Entries follow. Set all of them down as they stand.

╭─ INPUT DATA

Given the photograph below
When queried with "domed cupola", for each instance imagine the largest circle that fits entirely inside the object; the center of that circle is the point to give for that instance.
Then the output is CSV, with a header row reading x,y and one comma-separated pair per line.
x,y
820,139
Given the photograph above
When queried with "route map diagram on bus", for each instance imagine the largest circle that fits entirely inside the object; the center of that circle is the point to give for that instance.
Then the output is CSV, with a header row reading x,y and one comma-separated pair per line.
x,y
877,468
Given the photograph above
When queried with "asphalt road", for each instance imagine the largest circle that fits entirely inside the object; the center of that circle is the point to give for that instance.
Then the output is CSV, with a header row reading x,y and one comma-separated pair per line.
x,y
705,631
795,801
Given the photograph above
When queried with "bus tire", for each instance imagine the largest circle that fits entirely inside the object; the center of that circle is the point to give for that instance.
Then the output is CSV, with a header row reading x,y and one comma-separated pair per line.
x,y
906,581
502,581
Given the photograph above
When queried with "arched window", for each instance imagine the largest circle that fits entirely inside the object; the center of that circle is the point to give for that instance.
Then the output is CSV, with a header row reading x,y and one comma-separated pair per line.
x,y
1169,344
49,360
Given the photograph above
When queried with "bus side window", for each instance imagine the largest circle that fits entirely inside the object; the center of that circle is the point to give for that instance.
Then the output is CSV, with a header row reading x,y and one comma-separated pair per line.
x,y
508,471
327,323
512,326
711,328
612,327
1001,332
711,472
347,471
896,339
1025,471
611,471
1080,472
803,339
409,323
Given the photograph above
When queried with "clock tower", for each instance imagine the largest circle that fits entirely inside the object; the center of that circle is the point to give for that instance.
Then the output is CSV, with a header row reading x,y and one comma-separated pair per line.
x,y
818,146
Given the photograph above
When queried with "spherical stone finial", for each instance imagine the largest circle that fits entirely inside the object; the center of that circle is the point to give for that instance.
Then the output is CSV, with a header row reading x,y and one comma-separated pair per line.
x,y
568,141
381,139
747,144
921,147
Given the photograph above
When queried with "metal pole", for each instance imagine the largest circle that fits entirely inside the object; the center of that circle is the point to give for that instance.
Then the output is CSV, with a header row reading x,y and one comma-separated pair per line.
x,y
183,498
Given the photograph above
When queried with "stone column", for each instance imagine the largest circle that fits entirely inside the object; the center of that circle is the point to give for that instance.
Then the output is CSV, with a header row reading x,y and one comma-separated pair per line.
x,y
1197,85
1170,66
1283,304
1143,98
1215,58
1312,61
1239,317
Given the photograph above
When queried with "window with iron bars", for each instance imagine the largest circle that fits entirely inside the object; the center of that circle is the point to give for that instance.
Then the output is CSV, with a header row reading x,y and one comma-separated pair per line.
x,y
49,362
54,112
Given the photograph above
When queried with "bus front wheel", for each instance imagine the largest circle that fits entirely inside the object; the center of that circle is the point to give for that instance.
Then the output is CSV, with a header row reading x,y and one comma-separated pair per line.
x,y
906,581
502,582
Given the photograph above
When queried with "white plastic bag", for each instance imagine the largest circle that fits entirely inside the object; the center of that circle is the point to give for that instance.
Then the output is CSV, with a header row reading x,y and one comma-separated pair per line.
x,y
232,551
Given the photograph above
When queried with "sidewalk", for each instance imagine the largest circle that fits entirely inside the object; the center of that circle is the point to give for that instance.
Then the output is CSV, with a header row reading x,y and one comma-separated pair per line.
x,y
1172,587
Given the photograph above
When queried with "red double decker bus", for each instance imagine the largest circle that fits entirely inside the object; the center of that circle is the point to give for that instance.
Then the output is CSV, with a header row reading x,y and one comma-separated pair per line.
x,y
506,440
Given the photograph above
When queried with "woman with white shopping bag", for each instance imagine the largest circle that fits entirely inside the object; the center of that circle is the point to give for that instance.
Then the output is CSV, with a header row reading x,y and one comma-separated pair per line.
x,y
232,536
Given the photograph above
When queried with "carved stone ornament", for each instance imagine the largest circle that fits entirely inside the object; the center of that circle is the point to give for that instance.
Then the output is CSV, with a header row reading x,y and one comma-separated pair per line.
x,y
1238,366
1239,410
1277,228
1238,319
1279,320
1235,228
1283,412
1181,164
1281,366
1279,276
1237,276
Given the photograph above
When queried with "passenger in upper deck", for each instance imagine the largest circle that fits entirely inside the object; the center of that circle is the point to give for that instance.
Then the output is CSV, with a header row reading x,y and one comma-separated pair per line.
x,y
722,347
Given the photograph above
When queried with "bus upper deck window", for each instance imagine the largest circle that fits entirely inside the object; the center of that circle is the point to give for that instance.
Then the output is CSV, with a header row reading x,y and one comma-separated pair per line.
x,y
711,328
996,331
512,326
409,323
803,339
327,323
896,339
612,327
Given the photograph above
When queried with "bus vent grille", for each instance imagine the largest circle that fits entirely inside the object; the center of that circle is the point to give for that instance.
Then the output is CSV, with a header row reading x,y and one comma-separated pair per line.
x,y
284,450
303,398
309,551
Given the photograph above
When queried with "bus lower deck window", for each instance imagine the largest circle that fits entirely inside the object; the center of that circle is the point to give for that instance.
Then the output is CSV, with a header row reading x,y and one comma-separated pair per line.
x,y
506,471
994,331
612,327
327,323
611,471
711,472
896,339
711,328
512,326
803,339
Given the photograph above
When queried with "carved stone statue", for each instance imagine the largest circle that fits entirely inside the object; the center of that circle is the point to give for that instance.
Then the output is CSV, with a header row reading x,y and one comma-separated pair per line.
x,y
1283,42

╰─

* **SOLUTION FOR THIS EXERCISE**:
Given the photograph below
When queried with "domed cupola", for each instance imagine the largest circle that fits entirely inside the object; the center of that circle is the point to give for that instance.
Then the output is CSV, with a header row reading x,y and one comma-separated pair per line.
x,y
820,139
Given the photograph above
When queried with "route map diagram on bus", for each instance imagine the largest circle that fits entirely inside the object; the center of that circle is the point to give for that instance.
Then the output is CSV, with a header row reading x,y and one comma-separated pair per line.
x,y
877,468
Given the photograph above
When queried with "asphalt road", for each instance imagine the largest circle that fits entirely inside the object; the center of that circle is the point to give for that instance.
Then the output is CSV, with a header row reading x,y and one comma-separated pair per line.
x,y
705,631
795,801
Given the photograph above
When queried with "bus tire", for each instance imagine the largest circle that fits entirely inside the object; the center of that circle is the point to give for that instance.
Then the output is CSV, with a header row reading x,y and one comma-separated pair per line.
x,y
906,581
502,581
Given the photograph above
When queried with "arched window", for each instance imagine the largest circle that fits entirely inside the object; the center of that circle is the point to give for that instance.
Then the output is CSV, with a header row reading x,y and one comma-separated pair per line.
x,y
1169,344
49,360
Given the photograph above
When queried with "bus side window", for each instance imagine the largest circle that fits entirely inside the object; the center of that circle is the point to give for that instance.
Then the output is CSV, with a header row reading x,y and one comma-separated pair per line.
x,y
508,471
327,323
512,326
711,328
612,327
1001,332
711,472
347,471
896,339
1025,471
611,471
1080,472
803,339
409,323
Given the photograph above
When queried with "clock tower", for each instance imagine the largest circle that fits entirely inside the object; the center of that circle is the point to give for that instance.
Then the output is CSV, with a header row reading x,y and one comma-separated pair per line.
x,y
818,146
Given the photograph above
When queried with "spherical stone finial", for each instance imagine the largest circle that fits entirely inside the object; the center of that circle is the point to give for that instance.
Then the output is CSV, with a header row reading x,y and one comma-separated pair per line.
x,y
568,141
381,139
747,144
921,147
Given the photograph above
When queried with "metal pole", for each instance imagine the largest circle that fits entirely inside the object; the center of that circle is the point to give for that instance.
Then the output is CSV, with a header row reading x,y and one comma-separated pair per line.
x,y
183,498
Given the photograph above
When queried with "stone column", for each instance imagine the largest circle that fits entirely inside the object; the center of that circle is the point to give for that instance.
Then the output is CSV, with a header row reading x,y and one comma-separated pair per line.
x,y
1197,85
1170,66
1283,304
1143,98
1215,58
1312,61
1239,317
Given the photograph above
When queried with "window with iron bars", for each instance imagine the largest circle that fits entirely inside the object; the center of that circle is the point to give for that instance.
Then the output is CSV, with a header row reading x,y and one comma-separated pair per line.
x,y
49,362
54,112
Given the photograph above
When queried with "bus front wheel", for each instance imagine the largest circle that fits entirely inside the object; the center of that circle is the point to give for that instance.
Then the output is CSV, with a header row reading x,y and one comma-separated pair per line.
x,y
906,581
502,582
Given the photograph above
When queried with "white plastic bag", for each instance imagine the largest circle that fits entirely inside the object; the center of that circle is the point to give for that instance.
Then the output is CSV, with a header row reading x,y and one comma-separated pair per line.
x,y
232,551
Given the photograph above
When queried with "sidewalk", for each instance imagine the largest circle that fits entirely inside the object; the center of that circle is the point to give for that instance.
Then the output is CSV, with a header row reading x,y and one comma-separated pair per line.
x,y
1172,587
Given the photograph above
When queried with "red double decker bus", for each instance imagine the largest circle that fits entirely inside the object; the center of that circle is the point to give for that instance.
Then the output is CSV, with a header row reading x,y and one comma-separated pair per line.
x,y
506,440
Given the photograph above
When queried with "woman with white shopping bag", for each instance imagine the largest circle that fits entirely inside the object; the center of that circle is the point to give for that instance.
Then the output is CSV, with a header row reading x,y and one comma-separated pair per line.
x,y
232,536
Given the photograph above
When queried with "carved stone ornament", for each instance imagine the largest circle that fits entirely inside the object; the center of that circle is the point to give for that instance.
Then the output is CSV, with a header row reading x,y and one comma-separated pair per line.
x,y
1238,366
1239,410
1277,228
1238,319
1279,320
1235,228
1283,412
1181,164
1281,366
1279,276
1237,276
Given the photograph above
When queried with "passenger in upper deck", for each instance imagine the largest circle that fits entirely inside the object; the center of that circle is the point to give for that instance.
Then the output is CSV, with a header row reading x,y and one comma-separated pair per line.
x,y
722,347
Given the photograph above
When queried with "bus upper deck window", for each instance imagine the largest circle that fits entirely inside the object; the center of that circle is the point to give for that instance.
Then the output is CSV, with a header row reading x,y and one comma-separated pair per line.
x,y
711,328
996,331
512,326
409,323
803,339
327,323
896,339
612,327
Given the photograph above
When queried with "bus vent grille", for each instance imagine the largest circle that fits entirely inside the object; the center of that circle is the point to give for that instance.
Then the output is CSV, with a header row reading x,y and one comma-separated pair per line.
x,y
284,450
303,398
309,551
Given the photograph above
When queried with "bus lower deck window", for each instance imagine the largest circle that fits entirely inside the object; the center of that circle is the point to give for that instance.
Then the output is CSV, with a header row reading x,y and one comma-separated pair per line.
x,y
506,471
994,331
612,327
327,323
611,471
711,472
896,339
711,328
512,326
803,339
Given the photograph above
When queried with "carved stone statue", for each instance imagine the largest circle that fits entirely inside the object; the center of that circle is the point to give for that instance.
Then the output is CSV, with a header row reading x,y and one comma-separated pair per line.
x,y
1283,42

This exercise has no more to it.